PROBLEM STATEMENT
Reproduce all the rows below in full, requests included, and offset every x and y point coordinate in the answers by adding 99. Leave the numbers in the requests and their format samples unchanged.

* begin DATA EXCERPTS *

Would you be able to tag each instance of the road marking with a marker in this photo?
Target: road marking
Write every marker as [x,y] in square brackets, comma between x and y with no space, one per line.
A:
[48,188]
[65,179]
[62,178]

* end DATA EXCERPTS *

REPLY
Would you be able to tag each instance of the road marking with a marker in this photo?
Target: road marking
Write every marker as [x,y] in square brackets, comma between x and y with no space, one per line.
A:
[147,287]
[164,278]
[161,277]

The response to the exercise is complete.